| Excerpt to read |
_ _ _
It went on: “We will confront anyone in any square or avenue of our beloved country.”

Access to the Internet and mobile phone networks has been blocked. As in Egypt, protesters have been using social networking sites to organise their demonstrations in Libya and abroad. In London, a demonstration took place outside the Libyan embassy in Knightsbridge, and in Egypt, demonstrators outside the Libyan consulate in Alexandria expressed their solidarity with the Libyans.

In Libya itself, there has been a government blackout on reporting of the demonstrations. State television has carried reports of pro-government counter-demonstrations while ignoring the anti-Gaddafi protests. Pro-Gaddafi demonstrators are declaring “eternal unity with the brother leader of the revolution”, referring to the so-called Green Revolution that overthrew the Libyan monarchy in 1969 and brought Gaddafi to power.
_ _ _
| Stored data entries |
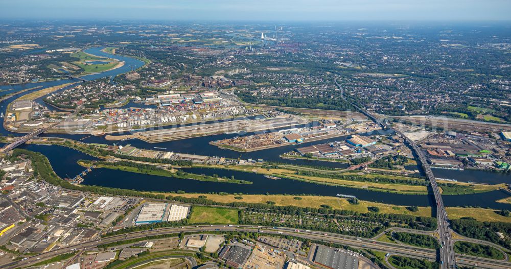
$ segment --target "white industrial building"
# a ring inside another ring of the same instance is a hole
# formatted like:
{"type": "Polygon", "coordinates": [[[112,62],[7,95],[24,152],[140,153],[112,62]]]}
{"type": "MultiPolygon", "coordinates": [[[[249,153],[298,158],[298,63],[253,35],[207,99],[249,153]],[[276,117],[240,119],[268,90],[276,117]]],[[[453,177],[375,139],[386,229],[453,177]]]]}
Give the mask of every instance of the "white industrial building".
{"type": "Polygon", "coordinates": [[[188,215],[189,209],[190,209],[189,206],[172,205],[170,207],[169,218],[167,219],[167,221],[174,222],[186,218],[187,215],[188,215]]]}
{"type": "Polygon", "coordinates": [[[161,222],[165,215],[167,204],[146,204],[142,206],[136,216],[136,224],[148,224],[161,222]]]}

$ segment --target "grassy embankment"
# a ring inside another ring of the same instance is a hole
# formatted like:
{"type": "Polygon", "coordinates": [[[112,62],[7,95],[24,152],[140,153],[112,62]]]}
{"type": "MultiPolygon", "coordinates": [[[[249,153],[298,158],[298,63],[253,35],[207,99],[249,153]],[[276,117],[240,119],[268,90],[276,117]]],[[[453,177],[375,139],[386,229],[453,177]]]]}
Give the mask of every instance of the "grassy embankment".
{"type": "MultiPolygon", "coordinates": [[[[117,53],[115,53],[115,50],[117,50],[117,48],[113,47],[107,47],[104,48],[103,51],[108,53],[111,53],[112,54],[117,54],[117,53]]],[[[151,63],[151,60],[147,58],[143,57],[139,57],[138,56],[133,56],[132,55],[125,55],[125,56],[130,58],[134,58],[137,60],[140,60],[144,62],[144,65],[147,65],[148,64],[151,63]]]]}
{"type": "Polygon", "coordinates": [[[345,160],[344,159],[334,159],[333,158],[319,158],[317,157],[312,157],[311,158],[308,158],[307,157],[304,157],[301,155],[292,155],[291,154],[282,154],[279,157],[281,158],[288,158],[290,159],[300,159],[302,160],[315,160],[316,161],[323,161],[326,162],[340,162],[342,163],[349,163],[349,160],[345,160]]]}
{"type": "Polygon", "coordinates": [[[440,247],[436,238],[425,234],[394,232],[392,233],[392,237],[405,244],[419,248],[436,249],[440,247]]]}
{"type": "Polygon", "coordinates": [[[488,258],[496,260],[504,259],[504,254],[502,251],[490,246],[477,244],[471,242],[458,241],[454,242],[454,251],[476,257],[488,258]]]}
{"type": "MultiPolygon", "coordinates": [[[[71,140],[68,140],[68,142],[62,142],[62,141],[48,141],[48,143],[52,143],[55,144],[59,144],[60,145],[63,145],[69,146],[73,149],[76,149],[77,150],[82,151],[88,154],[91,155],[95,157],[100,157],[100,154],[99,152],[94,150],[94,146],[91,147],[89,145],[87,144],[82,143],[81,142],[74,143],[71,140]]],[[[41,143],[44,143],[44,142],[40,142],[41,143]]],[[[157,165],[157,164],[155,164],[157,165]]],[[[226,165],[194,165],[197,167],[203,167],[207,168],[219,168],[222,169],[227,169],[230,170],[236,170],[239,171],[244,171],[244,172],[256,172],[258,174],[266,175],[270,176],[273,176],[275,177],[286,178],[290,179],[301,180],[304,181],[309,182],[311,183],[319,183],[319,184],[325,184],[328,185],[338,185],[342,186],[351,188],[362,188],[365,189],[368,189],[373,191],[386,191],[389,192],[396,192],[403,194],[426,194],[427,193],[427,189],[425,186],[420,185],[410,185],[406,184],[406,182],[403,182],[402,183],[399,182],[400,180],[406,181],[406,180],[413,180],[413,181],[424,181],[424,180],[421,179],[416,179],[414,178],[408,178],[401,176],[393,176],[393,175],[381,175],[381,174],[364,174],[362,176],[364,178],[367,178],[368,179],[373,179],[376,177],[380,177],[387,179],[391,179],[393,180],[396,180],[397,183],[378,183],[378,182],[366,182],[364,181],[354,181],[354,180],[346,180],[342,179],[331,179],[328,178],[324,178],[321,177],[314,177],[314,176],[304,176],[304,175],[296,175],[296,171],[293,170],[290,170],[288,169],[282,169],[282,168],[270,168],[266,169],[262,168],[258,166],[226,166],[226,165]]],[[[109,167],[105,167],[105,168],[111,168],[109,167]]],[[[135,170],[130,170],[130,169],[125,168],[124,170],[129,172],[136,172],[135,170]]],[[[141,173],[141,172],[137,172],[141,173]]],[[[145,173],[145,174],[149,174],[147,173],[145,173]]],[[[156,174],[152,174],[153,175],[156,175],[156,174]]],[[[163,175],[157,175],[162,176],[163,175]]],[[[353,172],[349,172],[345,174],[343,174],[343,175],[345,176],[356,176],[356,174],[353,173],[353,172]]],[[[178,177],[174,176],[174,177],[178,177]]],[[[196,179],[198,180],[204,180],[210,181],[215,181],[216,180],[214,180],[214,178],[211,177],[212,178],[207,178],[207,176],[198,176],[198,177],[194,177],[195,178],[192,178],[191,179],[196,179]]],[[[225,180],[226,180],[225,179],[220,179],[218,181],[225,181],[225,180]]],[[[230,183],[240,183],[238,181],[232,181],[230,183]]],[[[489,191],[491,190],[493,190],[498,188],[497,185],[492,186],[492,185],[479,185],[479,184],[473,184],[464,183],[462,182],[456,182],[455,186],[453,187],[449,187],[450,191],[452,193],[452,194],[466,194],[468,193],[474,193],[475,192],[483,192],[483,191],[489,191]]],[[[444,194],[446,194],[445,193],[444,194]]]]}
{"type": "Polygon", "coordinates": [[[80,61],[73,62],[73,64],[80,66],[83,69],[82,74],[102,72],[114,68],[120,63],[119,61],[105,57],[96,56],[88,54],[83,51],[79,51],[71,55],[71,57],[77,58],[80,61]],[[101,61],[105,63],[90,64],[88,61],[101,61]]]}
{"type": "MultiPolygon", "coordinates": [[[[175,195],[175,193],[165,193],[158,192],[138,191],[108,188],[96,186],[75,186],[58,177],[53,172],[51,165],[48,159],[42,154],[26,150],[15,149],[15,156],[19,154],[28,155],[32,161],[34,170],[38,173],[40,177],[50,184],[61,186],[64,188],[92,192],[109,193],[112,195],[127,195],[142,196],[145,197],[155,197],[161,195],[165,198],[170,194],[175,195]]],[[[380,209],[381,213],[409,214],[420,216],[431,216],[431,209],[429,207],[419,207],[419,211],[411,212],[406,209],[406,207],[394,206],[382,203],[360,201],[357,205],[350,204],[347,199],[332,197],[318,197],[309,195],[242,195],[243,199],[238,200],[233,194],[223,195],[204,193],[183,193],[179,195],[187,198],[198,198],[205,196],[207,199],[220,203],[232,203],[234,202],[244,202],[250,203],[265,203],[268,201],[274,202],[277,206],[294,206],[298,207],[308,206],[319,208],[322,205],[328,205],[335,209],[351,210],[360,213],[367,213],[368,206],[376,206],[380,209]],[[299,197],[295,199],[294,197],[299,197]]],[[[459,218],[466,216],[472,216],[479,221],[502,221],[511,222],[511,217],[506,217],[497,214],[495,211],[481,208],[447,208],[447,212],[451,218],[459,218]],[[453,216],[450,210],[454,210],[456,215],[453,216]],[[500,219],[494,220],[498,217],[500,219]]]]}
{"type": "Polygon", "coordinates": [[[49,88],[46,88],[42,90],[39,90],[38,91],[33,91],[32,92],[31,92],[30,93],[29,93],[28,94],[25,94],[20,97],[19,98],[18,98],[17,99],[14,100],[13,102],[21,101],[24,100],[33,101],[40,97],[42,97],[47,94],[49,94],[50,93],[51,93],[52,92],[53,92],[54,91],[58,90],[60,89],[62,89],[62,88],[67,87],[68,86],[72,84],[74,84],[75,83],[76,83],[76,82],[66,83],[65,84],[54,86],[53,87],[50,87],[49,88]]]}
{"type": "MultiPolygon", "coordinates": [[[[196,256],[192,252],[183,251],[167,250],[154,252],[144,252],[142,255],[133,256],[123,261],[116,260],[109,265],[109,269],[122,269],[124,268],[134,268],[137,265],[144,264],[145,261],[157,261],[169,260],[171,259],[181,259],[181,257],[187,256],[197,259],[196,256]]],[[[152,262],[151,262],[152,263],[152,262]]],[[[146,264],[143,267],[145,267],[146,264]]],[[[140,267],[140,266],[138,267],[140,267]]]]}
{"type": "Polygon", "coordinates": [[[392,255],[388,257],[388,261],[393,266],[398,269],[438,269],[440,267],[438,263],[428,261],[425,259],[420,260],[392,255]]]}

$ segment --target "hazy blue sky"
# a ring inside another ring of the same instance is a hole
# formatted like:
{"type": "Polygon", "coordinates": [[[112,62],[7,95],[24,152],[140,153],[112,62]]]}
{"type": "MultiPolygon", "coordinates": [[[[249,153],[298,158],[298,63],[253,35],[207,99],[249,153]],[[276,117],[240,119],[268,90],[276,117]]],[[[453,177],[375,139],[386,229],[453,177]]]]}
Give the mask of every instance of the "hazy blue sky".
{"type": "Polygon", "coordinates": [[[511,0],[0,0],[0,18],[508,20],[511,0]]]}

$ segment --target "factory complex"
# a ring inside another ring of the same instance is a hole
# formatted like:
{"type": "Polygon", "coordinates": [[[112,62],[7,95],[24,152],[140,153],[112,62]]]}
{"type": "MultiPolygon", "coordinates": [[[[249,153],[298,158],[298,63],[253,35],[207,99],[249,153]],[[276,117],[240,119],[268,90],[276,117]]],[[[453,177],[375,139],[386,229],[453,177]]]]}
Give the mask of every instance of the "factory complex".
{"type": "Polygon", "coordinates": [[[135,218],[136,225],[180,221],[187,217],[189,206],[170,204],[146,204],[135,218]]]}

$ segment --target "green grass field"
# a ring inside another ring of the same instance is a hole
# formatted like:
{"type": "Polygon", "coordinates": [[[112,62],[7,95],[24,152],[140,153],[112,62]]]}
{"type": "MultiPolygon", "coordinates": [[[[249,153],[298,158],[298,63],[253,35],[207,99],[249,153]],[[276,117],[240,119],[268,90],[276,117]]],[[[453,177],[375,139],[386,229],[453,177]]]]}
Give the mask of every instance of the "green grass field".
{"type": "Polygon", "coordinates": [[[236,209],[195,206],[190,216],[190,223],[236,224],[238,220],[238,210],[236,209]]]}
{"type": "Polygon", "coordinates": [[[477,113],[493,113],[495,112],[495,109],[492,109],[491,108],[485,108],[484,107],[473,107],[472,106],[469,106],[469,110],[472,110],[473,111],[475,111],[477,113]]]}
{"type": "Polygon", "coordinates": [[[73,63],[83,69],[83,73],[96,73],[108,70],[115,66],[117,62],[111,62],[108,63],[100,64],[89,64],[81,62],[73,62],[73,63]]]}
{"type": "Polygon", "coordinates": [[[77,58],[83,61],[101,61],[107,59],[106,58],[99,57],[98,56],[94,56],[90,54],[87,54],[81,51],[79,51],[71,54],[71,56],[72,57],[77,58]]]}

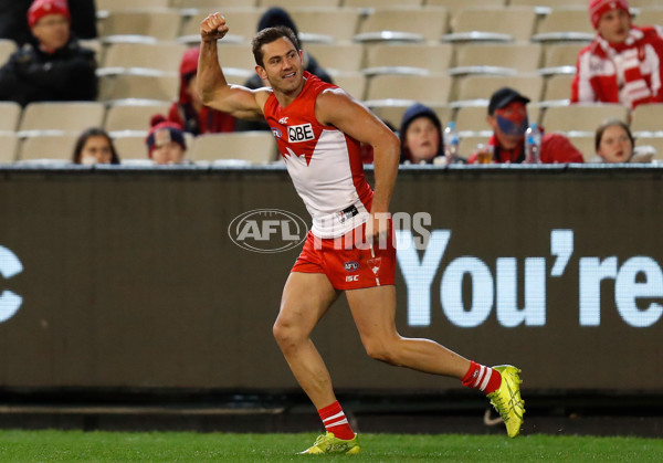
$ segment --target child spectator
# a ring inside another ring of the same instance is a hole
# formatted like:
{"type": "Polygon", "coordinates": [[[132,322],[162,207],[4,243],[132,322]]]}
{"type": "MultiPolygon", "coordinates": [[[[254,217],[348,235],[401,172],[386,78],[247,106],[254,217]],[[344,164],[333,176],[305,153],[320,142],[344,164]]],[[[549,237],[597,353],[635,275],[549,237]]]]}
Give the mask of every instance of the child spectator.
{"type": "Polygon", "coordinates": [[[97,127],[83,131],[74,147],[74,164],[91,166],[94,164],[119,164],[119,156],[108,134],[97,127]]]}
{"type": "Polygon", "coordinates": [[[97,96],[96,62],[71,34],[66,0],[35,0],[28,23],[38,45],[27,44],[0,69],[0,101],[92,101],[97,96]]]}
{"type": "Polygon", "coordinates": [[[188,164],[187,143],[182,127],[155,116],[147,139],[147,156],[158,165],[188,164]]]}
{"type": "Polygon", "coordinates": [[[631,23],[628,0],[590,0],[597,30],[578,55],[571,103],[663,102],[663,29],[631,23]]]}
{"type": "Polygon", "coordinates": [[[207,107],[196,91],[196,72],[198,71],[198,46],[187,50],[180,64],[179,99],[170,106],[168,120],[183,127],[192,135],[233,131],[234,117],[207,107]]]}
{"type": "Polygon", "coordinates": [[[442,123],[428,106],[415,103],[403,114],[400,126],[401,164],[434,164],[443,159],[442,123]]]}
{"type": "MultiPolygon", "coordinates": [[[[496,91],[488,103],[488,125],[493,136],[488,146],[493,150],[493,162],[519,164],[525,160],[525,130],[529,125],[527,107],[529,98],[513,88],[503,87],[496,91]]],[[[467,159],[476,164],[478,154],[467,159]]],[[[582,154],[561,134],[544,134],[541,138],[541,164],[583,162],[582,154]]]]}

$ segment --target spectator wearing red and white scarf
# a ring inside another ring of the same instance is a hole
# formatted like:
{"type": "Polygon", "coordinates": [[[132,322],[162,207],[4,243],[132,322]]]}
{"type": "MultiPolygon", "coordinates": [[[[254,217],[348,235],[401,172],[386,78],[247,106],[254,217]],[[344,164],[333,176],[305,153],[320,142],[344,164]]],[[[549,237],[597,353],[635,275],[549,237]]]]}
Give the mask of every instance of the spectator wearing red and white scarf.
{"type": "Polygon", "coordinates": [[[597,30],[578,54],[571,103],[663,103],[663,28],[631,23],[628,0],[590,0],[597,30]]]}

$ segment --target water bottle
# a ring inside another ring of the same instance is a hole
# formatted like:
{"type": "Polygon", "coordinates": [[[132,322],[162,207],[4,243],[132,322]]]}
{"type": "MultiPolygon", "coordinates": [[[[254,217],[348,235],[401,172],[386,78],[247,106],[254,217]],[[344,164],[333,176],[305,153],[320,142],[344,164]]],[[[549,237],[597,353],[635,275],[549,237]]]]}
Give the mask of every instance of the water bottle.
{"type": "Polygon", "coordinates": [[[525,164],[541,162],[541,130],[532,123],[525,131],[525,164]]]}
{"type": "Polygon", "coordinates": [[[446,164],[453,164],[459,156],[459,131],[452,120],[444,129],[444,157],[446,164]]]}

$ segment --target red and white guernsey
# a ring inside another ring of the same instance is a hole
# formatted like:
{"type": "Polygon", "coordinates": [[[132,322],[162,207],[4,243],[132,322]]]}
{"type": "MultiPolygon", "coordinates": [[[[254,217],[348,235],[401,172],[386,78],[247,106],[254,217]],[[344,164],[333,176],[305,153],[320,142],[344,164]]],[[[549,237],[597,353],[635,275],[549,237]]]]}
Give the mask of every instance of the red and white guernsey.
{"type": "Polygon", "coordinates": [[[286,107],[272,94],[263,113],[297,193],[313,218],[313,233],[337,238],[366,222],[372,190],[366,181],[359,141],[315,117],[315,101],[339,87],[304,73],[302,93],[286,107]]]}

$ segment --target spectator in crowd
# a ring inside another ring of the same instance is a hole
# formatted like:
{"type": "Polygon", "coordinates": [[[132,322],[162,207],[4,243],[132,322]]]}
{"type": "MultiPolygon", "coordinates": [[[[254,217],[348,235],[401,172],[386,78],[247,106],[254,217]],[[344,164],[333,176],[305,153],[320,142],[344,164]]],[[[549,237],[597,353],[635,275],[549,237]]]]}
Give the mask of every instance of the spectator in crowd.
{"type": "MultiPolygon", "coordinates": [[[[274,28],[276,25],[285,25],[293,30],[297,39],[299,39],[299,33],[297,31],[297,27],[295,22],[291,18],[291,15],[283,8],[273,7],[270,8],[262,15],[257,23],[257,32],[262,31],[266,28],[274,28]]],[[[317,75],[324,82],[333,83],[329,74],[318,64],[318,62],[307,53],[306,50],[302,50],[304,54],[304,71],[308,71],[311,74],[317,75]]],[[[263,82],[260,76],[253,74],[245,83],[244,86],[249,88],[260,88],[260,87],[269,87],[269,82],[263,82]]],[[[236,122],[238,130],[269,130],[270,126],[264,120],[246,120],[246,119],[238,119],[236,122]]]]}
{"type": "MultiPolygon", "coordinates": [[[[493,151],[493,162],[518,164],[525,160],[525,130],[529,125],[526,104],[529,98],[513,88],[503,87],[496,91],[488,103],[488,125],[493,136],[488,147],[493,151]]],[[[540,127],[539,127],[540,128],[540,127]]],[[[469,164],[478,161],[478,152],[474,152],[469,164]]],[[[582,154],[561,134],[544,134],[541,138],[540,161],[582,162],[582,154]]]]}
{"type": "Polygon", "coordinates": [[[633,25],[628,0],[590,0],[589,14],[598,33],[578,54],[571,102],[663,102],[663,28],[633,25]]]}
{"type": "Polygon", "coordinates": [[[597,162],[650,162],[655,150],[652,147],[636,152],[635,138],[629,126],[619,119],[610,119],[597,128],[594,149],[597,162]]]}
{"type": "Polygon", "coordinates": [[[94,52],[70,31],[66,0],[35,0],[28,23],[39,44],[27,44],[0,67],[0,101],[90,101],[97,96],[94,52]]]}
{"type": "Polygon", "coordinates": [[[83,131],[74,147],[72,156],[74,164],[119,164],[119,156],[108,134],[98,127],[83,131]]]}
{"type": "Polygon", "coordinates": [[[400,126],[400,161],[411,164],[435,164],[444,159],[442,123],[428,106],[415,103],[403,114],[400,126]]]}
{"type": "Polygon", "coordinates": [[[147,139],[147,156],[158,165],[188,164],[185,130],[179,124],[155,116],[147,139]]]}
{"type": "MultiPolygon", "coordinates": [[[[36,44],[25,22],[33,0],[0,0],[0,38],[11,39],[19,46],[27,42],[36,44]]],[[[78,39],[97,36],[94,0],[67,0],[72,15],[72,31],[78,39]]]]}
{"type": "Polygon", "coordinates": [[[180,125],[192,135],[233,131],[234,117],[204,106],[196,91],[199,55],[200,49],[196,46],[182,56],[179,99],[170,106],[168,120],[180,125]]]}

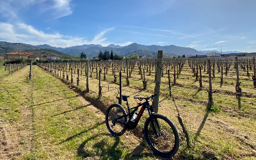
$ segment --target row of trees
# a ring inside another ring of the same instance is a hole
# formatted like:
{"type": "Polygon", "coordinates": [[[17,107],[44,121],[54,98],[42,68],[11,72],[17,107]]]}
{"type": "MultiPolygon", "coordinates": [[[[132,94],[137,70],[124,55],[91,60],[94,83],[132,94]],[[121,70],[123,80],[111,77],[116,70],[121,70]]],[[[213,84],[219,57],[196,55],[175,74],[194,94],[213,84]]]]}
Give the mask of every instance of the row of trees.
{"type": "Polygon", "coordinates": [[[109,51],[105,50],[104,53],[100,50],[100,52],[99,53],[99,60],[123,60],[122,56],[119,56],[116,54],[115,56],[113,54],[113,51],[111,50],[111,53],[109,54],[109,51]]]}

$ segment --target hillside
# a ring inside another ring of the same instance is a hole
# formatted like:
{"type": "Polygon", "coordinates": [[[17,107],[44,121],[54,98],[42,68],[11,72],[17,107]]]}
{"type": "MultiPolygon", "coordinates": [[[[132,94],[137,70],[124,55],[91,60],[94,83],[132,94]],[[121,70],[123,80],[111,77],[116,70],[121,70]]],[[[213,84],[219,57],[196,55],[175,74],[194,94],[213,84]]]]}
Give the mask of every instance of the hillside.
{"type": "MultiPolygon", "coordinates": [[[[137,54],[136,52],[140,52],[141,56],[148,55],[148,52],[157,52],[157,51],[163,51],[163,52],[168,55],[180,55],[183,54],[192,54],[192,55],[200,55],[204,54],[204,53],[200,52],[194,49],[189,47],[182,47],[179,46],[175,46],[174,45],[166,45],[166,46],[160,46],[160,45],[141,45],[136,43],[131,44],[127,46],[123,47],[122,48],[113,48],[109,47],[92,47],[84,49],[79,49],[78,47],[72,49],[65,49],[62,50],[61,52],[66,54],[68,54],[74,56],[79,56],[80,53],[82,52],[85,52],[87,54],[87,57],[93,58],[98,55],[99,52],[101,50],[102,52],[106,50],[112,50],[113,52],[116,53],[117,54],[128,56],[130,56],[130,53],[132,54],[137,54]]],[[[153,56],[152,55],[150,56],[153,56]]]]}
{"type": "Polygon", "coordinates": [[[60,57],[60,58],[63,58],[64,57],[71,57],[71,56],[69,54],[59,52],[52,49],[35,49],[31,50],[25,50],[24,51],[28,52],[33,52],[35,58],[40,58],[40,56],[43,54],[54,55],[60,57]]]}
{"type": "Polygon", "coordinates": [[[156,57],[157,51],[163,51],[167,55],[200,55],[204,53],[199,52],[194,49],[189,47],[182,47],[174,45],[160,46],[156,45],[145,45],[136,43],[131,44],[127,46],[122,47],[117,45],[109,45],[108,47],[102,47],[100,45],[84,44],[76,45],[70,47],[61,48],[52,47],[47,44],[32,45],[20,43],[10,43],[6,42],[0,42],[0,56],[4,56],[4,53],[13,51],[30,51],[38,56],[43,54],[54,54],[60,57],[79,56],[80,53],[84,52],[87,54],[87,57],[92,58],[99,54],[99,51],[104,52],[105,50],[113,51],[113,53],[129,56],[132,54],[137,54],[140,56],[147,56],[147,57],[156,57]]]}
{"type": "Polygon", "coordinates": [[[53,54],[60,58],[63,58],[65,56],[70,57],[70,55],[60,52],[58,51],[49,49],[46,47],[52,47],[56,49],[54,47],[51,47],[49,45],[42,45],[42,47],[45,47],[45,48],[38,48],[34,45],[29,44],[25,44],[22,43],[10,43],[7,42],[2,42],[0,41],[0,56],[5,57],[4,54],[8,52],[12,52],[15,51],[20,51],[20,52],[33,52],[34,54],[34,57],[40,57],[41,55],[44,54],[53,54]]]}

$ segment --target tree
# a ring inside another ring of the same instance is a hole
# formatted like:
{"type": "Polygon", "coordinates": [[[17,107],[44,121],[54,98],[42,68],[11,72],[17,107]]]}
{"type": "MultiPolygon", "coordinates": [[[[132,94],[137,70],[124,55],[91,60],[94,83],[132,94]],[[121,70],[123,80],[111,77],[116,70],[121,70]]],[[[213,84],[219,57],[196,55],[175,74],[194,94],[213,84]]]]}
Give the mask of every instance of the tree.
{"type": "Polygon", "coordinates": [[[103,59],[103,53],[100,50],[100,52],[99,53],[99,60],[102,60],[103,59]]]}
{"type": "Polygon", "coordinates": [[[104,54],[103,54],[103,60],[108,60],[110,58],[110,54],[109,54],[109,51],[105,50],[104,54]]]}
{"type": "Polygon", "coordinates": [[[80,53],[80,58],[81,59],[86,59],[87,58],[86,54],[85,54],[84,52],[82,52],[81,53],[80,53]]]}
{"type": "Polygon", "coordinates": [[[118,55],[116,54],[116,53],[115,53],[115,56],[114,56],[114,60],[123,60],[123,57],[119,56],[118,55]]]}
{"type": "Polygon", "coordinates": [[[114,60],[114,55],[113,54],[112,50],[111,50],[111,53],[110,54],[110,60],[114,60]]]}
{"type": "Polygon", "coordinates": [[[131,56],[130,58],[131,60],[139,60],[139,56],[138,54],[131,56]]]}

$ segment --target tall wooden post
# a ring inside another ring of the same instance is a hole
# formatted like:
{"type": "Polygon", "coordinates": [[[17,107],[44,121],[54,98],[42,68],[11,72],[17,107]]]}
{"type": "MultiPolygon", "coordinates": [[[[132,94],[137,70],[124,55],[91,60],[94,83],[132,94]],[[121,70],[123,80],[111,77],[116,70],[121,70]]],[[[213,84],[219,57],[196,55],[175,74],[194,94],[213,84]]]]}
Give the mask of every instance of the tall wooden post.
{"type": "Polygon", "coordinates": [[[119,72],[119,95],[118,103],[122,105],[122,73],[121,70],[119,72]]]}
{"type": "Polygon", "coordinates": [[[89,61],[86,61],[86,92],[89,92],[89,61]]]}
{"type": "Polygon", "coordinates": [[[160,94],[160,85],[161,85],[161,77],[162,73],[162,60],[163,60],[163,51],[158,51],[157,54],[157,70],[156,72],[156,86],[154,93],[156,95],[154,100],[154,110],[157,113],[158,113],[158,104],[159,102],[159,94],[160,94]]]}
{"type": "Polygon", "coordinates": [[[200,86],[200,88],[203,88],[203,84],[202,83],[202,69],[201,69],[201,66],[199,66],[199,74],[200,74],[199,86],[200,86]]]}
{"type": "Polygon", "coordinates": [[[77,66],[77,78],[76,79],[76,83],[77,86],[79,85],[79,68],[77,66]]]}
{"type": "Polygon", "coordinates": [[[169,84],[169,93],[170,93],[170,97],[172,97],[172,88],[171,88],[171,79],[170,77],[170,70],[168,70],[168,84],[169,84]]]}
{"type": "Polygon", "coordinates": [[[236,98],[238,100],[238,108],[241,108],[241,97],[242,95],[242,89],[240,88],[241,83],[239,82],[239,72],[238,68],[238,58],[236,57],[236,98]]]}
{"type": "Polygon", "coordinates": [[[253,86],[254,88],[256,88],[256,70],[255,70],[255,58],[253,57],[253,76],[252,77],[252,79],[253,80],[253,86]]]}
_ _ _
| Task objective |
Copy out the full text about the Libya protests word for word.

| Your solution |
It went on: “We will confront anyone in any square or avenue of our beloved country.”

Access to the Internet and mobile phone networks has been blocked. As in Egypt, protesters have been using social networking sites to organise their demonstrations in Libya and abroad. In London, a demonstration took place outside the Libyan embassy in Knightsbridge, and in Egypt, demonstrators outside the Libyan consulate in Alexandria expressed their solidarity with the Libyans.

In Libya itself, there has been a government blackout on reporting of the demonstrations. State television has carried reports of pro-government counter-demonstrations while ignoring the anti-Gaddafi protests. Pro-Gaddafi demonstrators are declaring “eternal unity with the brother leader of the revolution”, referring to the so-called Green Revolution that overthrew the Libyan monarchy in 1969 and brought Gaddafi to power.